• Records shown:
* * * * *
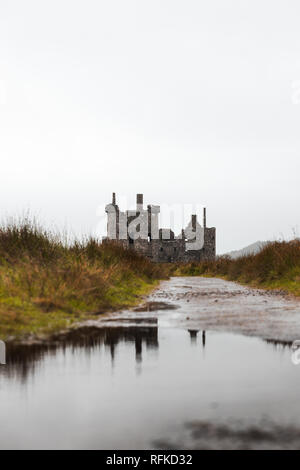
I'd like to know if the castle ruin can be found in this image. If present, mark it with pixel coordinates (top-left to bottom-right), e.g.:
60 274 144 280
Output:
103 193 216 263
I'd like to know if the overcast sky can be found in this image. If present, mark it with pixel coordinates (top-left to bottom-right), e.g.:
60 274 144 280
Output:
0 0 300 253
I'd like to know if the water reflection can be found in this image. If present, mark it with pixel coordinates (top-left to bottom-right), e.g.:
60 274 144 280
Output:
0 325 159 382
188 330 206 349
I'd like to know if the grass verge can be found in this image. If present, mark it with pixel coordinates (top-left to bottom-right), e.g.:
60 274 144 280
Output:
0 221 168 340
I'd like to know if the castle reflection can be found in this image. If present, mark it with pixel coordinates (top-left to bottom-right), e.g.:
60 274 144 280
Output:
188 330 206 349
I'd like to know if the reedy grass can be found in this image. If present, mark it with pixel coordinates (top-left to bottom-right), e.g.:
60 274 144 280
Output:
171 239 300 296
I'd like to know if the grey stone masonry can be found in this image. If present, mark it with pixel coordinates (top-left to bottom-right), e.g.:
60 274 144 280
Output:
103 193 216 263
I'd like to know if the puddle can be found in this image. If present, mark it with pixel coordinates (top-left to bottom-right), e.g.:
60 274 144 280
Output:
0 324 300 449
134 301 178 312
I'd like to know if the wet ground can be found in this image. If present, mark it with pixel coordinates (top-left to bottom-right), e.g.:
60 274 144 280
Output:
0 278 300 449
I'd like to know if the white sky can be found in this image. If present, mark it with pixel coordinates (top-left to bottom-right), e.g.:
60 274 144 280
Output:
0 0 300 253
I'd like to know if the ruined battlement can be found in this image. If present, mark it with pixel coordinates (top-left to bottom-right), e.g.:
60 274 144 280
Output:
103 193 216 263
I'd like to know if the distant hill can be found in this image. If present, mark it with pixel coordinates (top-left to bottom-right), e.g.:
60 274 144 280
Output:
225 241 269 259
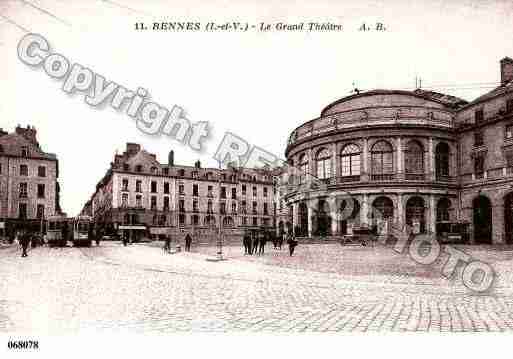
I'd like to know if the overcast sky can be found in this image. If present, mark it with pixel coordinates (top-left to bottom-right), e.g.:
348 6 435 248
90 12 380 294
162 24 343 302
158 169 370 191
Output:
0 0 513 215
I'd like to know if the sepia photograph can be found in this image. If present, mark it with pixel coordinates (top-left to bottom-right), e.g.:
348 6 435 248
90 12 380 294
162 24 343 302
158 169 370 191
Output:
0 0 513 358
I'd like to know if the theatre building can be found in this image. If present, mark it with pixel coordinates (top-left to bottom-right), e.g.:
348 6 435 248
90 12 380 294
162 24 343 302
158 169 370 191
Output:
285 58 513 244
82 143 276 241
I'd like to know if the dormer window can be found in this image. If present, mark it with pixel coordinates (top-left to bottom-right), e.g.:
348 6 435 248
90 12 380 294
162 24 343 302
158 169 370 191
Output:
505 125 513 140
506 98 513 113
474 108 484 123
474 131 484 146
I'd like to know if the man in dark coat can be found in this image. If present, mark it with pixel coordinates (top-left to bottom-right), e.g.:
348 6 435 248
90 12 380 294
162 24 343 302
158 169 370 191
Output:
258 230 267 255
287 234 298 257
251 231 258 255
242 232 251 254
185 233 192 252
18 230 31 257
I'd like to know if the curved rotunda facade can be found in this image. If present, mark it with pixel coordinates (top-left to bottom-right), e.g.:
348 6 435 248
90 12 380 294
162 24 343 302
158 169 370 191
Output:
284 58 513 243
286 90 463 240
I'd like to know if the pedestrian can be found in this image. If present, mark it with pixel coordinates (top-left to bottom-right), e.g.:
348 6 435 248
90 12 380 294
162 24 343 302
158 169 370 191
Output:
278 232 285 250
258 230 267 256
95 229 103 247
185 233 192 252
242 231 251 255
287 233 298 257
18 229 30 257
252 231 258 255
164 236 171 253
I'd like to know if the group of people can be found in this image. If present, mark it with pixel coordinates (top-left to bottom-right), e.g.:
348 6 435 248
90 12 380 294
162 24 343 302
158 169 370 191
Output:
242 231 268 255
163 233 192 252
242 230 298 256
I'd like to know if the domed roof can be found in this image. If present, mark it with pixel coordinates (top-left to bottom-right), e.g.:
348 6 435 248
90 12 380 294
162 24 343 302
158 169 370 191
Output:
321 89 468 117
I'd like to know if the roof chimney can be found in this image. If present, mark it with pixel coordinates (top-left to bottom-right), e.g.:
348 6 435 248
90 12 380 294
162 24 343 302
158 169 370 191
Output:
126 143 141 157
15 125 39 147
167 150 175 167
501 57 513 85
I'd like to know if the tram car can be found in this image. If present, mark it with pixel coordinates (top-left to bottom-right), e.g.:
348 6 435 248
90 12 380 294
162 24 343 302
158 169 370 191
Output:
73 216 93 247
46 216 68 247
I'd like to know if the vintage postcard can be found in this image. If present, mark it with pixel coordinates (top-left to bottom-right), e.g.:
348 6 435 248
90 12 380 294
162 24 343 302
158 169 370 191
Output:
0 0 513 358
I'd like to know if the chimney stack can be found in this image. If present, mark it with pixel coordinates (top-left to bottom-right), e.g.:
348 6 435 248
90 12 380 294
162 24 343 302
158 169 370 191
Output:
126 143 141 157
501 57 513 85
167 150 175 167
15 125 39 147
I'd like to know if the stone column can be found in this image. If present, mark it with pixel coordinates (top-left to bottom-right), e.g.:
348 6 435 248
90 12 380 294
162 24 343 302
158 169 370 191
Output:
361 138 370 181
306 148 317 182
396 193 405 229
427 194 436 234
330 143 339 183
306 200 313 238
360 193 369 226
292 203 298 233
396 137 404 179
427 137 436 181
330 210 338 236
492 204 505 244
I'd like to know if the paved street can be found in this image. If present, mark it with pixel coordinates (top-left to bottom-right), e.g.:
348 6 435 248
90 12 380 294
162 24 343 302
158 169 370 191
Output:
0 242 513 334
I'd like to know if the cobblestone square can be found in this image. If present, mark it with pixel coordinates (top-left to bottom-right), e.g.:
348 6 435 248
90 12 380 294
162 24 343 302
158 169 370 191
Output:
0 242 513 334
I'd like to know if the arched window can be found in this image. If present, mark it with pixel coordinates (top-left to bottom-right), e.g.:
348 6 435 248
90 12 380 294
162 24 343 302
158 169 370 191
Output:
340 143 360 177
406 196 426 234
299 154 309 183
372 196 394 219
435 142 450 181
404 141 424 180
223 217 233 227
371 141 394 181
436 198 451 222
204 216 216 226
316 148 331 179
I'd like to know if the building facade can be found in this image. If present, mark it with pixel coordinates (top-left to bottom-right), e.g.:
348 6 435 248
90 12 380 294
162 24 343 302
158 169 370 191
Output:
82 143 276 240
285 58 513 243
0 126 61 235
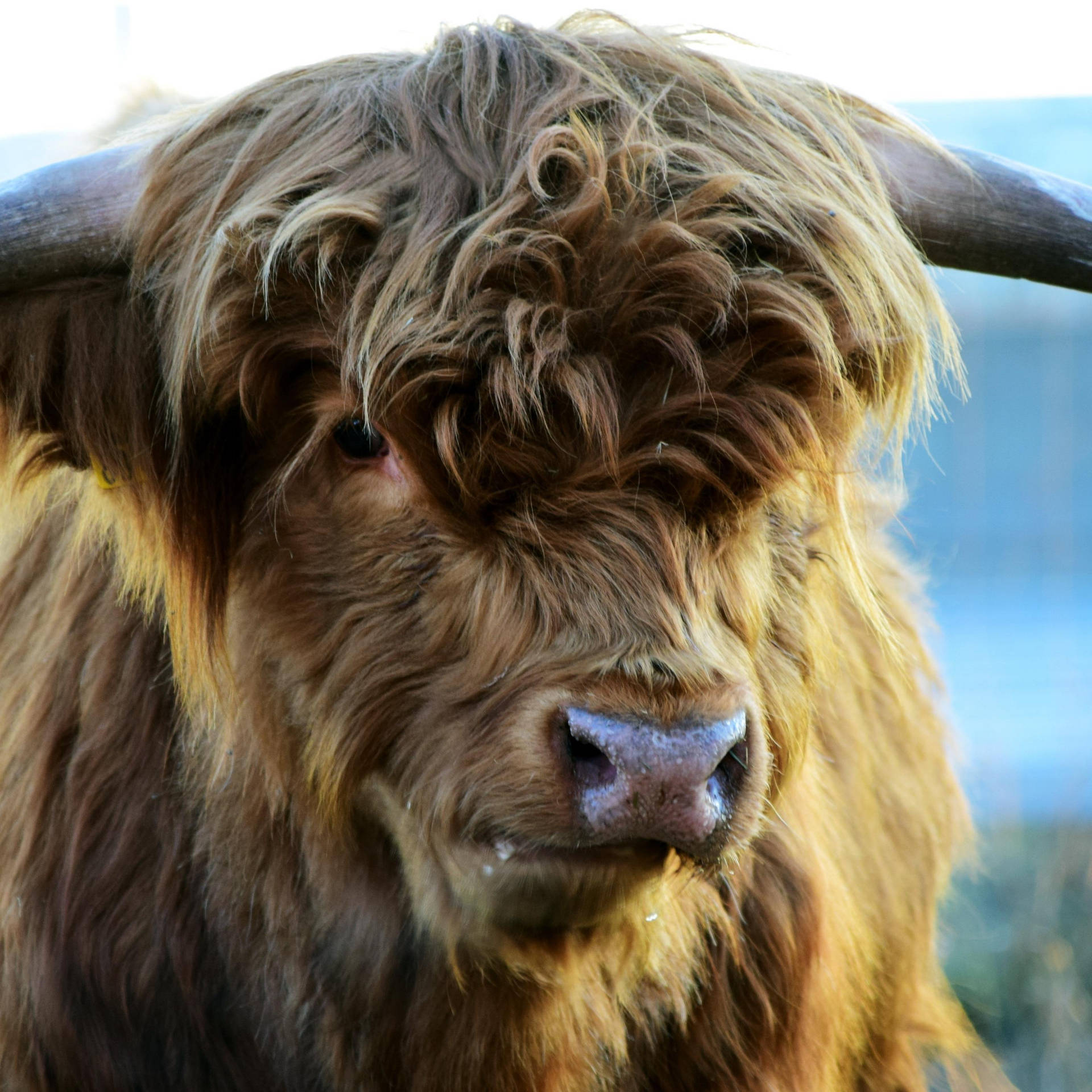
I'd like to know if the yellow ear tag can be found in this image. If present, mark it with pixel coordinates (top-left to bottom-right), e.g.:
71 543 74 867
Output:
90 458 121 489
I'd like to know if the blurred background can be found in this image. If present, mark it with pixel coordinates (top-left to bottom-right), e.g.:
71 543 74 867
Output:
0 0 1092 1092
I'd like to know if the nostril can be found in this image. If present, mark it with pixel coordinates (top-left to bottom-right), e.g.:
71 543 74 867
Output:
709 736 749 804
565 722 618 788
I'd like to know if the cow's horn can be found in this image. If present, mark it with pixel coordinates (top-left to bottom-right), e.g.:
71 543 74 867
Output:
0 136 1092 292
867 130 1092 292
0 145 144 293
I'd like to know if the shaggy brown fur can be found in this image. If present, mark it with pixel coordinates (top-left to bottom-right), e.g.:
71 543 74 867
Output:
0 19 1004 1092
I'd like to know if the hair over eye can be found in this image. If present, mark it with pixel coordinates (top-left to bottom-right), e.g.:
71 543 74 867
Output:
333 416 389 460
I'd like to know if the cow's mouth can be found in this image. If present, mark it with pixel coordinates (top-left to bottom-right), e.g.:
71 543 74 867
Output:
366 777 680 939
448 838 678 932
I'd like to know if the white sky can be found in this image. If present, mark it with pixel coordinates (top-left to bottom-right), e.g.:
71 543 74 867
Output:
0 0 1092 136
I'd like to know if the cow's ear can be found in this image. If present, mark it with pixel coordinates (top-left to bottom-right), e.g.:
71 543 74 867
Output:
0 275 163 487
0 145 156 485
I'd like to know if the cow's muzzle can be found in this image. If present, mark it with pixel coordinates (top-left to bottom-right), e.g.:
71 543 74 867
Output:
560 708 750 864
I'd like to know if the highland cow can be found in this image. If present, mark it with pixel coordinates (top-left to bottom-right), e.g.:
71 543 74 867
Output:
0 19 1092 1092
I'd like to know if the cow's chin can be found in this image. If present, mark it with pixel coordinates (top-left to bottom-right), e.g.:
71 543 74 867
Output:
367 779 684 946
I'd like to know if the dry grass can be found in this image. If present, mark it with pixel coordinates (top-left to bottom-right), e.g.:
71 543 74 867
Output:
945 824 1092 1092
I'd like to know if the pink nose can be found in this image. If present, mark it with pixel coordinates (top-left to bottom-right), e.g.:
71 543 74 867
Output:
565 709 747 863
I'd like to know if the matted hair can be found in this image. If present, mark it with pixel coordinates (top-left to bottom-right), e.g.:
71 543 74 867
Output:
0 14 991 1092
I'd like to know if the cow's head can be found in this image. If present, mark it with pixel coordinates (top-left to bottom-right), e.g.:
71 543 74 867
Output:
0 15 1087 965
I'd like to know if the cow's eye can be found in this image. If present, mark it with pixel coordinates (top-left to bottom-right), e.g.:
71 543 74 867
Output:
334 417 387 458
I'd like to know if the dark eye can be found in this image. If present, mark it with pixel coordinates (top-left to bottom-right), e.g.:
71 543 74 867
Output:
334 417 387 458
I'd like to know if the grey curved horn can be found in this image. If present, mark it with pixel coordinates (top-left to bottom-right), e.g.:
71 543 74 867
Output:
867 130 1092 292
0 145 144 293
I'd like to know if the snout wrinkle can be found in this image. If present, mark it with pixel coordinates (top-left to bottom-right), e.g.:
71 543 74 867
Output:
565 708 747 862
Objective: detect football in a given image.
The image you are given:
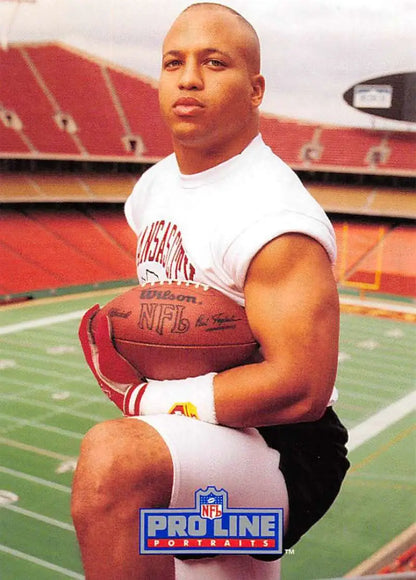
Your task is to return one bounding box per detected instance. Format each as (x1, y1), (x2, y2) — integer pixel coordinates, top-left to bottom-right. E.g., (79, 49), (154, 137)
(93, 281), (258, 380)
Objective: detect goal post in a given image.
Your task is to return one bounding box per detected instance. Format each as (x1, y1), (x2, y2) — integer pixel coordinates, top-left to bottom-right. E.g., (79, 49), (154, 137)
(339, 223), (385, 291)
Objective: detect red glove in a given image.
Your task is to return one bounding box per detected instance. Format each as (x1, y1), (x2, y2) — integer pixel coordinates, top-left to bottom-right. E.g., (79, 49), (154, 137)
(78, 304), (147, 415)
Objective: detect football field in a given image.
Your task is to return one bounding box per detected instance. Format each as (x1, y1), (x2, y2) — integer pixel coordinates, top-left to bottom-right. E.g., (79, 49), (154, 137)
(0, 290), (416, 580)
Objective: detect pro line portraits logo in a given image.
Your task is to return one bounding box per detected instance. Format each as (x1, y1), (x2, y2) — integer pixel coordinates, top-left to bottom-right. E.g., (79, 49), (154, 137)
(139, 486), (283, 555)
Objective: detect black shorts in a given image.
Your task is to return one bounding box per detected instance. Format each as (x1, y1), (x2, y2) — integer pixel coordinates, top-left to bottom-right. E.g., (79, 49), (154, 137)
(259, 407), (350, 549)
(176, 407), (350, 560)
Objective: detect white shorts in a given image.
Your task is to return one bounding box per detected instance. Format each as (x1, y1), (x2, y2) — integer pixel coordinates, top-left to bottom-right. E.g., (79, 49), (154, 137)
(138, 415), (288, 580)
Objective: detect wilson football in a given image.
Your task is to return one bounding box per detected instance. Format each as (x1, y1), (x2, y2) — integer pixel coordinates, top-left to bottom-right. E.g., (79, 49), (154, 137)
(93, 281), (258, 380)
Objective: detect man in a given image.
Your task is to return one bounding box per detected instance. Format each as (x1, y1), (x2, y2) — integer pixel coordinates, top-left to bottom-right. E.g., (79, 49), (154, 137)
(72, 3), (348, 580)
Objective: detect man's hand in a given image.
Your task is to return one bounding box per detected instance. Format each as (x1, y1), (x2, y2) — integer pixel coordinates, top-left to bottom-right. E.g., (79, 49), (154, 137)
(78, 304), (145, 415)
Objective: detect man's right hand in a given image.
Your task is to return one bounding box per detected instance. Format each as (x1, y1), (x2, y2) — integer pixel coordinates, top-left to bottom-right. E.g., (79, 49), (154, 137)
(78, 304), (145, 415)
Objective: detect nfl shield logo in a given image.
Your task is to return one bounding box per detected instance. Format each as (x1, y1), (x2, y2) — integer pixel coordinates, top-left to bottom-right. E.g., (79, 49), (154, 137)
(199, 487), (224, 520)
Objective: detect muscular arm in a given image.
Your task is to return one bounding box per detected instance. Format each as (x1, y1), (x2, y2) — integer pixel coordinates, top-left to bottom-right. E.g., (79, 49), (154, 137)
(214, 234), (339, 427)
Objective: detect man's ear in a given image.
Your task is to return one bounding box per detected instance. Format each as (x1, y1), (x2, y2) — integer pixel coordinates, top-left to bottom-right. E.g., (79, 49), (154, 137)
(251, 74), (266, 107)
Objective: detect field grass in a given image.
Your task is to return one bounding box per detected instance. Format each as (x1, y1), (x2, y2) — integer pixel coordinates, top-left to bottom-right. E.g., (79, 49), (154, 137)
(0, 291), (416, 580)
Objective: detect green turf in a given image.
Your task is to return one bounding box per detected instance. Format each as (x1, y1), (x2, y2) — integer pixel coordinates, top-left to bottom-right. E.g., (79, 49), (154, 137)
(0, 291), (416, 580)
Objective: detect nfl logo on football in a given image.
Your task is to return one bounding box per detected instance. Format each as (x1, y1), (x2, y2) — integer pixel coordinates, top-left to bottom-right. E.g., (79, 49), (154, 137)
(139, 486), (283, 555)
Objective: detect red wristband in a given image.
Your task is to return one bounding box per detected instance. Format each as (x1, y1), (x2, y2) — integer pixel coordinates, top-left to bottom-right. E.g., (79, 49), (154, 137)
(123, 383), (149, 417)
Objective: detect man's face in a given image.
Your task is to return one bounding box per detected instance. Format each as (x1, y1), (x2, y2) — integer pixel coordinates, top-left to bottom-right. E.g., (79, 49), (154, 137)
(159, 8), (263, 150)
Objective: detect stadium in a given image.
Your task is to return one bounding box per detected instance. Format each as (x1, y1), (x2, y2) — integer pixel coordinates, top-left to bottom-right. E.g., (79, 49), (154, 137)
(0, 2), (416, 580)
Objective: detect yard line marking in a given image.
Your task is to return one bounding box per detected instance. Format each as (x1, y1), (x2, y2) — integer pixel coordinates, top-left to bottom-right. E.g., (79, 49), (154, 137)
(340, 295), (416, 314)
(0, 545), (84, 580)
(0, 310), (85, 335)
(0, 413), (84, 439)
(3, 504), (75, 532)
(0, 437), (73, 461)
(0, 466), (71, 493)
(347, 391), (416, 451)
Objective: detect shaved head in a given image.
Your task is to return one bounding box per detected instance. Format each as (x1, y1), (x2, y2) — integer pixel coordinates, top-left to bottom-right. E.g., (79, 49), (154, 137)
(179, 2), (260, 74)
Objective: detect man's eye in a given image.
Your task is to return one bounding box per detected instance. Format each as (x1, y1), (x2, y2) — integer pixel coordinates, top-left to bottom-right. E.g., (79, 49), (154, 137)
(164, 59), (181, 68)
(208, 58), (225, 67)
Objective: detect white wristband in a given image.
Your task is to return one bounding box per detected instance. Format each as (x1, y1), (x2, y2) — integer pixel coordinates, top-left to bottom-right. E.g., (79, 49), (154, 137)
(126, 373), (217, 424)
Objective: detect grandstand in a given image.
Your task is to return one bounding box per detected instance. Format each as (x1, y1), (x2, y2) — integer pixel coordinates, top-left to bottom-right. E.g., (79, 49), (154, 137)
(0, 42), (416, 300)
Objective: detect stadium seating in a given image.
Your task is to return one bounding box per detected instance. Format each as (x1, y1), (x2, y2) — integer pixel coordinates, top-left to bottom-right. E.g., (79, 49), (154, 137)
(0, 206), (135, 294)
(0, 42), (416, 176)
(0, 47), (79, 155)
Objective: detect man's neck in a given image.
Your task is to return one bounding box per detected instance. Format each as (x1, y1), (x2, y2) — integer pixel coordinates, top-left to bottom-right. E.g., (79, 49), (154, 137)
(174, 131), (258, 175)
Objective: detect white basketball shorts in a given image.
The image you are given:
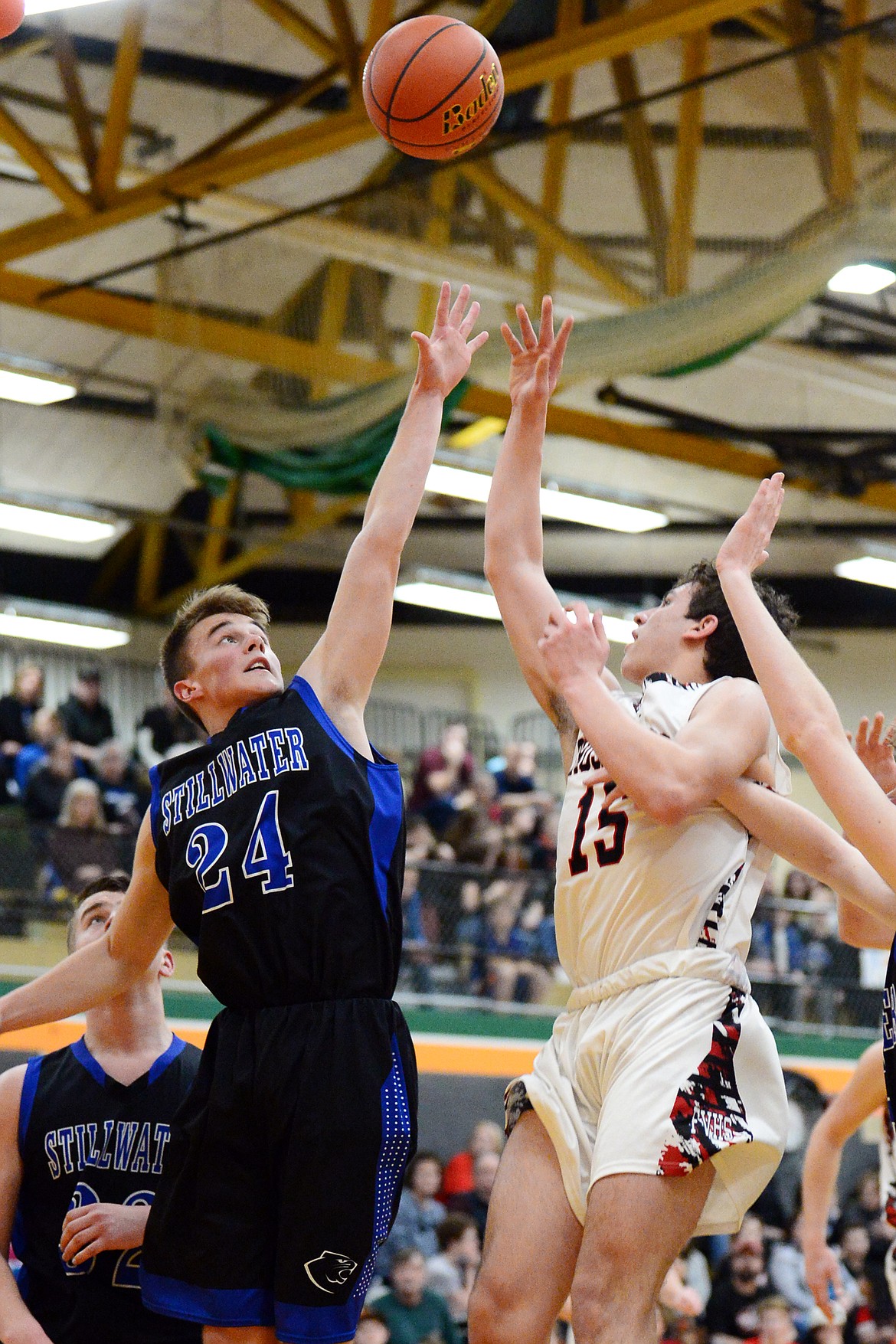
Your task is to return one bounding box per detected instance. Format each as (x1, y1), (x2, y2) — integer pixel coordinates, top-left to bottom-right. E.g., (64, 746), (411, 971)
(505, 979), (787, 1235)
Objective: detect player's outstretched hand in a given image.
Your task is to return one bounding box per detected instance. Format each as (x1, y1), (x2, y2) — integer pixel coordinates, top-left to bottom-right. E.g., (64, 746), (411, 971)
(411, 280), (489, 397)
(846, 710), (896, 793)
(538, 602), (610, 688)
(59, 1204), (149, 1264)
(501, 294), (572, 406)
(806, 1244), (845, 1321)
(716, 472), (784, 577)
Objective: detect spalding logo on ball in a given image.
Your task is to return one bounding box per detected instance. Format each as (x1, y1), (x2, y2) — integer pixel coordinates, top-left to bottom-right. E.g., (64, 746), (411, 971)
(363, 14), (504, 159)
(0, 0), (25, 38)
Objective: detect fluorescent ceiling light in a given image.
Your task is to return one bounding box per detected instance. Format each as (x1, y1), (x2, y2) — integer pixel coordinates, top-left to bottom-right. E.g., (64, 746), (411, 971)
(0, 368), (78, 406)
(0, 600), (130, 649)
(395, 570), (634, 644)
(25, 0), (118, 19)
(828, 262), (896, 294)
(834, 555), (896, 587)
(0, 500), (116, 546)
(426, 463), (669, 532)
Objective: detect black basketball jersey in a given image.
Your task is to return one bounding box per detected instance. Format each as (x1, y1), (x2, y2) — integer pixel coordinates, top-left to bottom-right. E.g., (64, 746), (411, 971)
(12, 1036), (200, 1344)
(150, 676), (404, 1008)
(884, 940), (896, 1125)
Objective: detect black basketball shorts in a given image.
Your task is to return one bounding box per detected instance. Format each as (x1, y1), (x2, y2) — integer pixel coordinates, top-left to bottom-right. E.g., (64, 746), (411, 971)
(141, 999), (417, 1344)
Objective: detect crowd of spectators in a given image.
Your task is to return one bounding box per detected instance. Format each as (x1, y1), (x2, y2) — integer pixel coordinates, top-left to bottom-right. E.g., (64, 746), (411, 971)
(0, 662), (882, 1025)
(0, 662), (198, 907)
(356, 1121), (896, 1344)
* * * * *
• What is required: Rewrite the part that opens with the line containing "I'd like to know if the cobblestone" and closes with the line containing "0 126 61 235", requests included, multiplying every bounding-box coordinate in the answers by 0.3 and rounding to whole numbers with halves rounded up. Keep the numbers in the requests and their sample coordinates unchanged.

• Right answer:
I'd like to know if the cobblestone square can be found in this image. If present, mark it with pixel coordinates (top-left to bottom-right), e.g.:
348 6 435 248
90 12 380 294
162 24 343 302
158 169 370 191
Output:
0 73 154 100
I'd like to know if the arched window can be found in this image. If present, mark it with pixel coordinates (top-left to bottom-right), e.g.:
348 6 435 248
90 12 380 294
162 24 343 302
158 169 370 191
Output:
102 43 108 53
122 59 128 70
90 46 93 55
112 59 118 66
131 43 135 54
121 42 127 54
67 65 70 68
111 42 118 54
131 59 135 67
61 65 65 68
95 44 99 54
I'd like to know if the building facade can be found in this image. If present, mark it with pixel coordinates (top-left to bottom-right), e.g.:
348 6 435 248
90 12 380 294
162 24 343 302
158 169 370 191
Output:
25 43 83 72
86 17 154 73
0 38 18 71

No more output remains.